▶ **Working data**
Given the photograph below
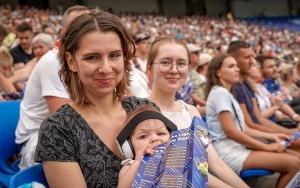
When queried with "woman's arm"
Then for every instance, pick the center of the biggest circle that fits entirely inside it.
(63, 174)
(127, 174)
(227, 177)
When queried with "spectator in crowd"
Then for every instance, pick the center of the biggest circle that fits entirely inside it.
(146, 128)
(6, 71)
(244, 55)
(41, 44)
(270, 75)
(230, 135)
(288, 77)
(139, 85)
(167, 69)
(79, 139)
(23, 53)
(271, 106)
(44, 94)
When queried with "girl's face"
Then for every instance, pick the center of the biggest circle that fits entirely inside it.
(98, 62)
(148, 132)
(228, 72)
(255, 71)
(170, 68)
(39, 49)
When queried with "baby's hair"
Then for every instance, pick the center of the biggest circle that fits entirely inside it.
(131, 114)
(5, 59)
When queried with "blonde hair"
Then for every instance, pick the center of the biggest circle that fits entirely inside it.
(286, 70)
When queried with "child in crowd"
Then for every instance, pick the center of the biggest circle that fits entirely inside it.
(146, 129)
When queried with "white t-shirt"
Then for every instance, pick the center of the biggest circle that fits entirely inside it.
(219, 100)
(43, 81)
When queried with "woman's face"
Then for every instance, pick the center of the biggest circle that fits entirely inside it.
(228, 72)
(39, 49)
(173, 78)
(98, 62)
(255, 71)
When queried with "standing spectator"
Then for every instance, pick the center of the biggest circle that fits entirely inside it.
(23, 53)
(232, 138)
(3, 34)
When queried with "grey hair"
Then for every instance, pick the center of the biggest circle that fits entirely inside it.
(44, 38)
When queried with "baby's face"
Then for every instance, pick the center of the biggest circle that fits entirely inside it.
(148, 132)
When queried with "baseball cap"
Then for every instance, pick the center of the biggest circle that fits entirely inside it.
(141, 36)
(193, 48)
(204, 58)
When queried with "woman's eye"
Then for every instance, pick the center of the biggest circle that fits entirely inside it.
(143, 136)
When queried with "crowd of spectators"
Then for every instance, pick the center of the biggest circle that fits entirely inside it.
(205, 38)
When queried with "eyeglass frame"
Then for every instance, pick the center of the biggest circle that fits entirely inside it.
(171, 67)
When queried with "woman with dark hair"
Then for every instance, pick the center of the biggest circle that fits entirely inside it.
(231, 137)
(77, 143)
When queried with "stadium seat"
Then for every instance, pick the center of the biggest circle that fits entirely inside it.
(31, 174)
(9, 116)
(250, 172)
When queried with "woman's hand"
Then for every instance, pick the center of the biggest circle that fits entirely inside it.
(276, 147)
(279, 137)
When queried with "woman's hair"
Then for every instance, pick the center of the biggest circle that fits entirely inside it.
(157, 44)
(95, 20)
(44, 38)
(211, 75)
(286, 70)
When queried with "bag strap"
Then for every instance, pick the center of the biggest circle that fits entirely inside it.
(237, 116)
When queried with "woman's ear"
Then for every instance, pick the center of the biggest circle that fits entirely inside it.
(71, 62)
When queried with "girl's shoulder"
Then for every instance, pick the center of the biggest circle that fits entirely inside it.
(132, 102)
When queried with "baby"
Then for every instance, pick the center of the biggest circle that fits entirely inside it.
(146, 129)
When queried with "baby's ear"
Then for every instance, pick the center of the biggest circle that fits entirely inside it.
(71, 62)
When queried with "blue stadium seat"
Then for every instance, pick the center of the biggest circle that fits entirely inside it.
(250, 172)
(9, 116)
(31, 174)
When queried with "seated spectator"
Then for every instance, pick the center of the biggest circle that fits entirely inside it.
(288, 77)
(271, 106)
(41, 44)
(8, 91)
(3, 34)
(269, 72)
(244, 55)
(145, 136)
(230, 135)
(23, 53)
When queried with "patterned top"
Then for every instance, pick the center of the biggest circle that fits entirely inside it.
(66, 136)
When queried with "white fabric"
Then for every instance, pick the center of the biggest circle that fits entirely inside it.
(43, 81)
(231, 152)
(139, 83)
(219, 100)
(182, 118)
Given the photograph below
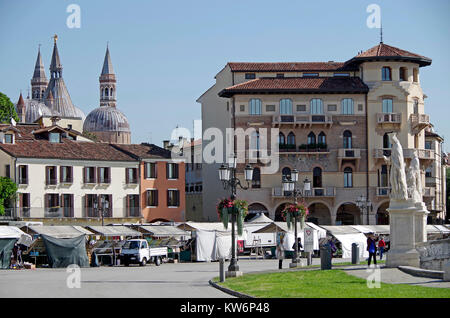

▶ **Objective**
How many lines in the items above contain the string "white"? Case counts, so treat uppercase and lowercase letters as different, and give only the number.

▶ **Result of this exercise**
2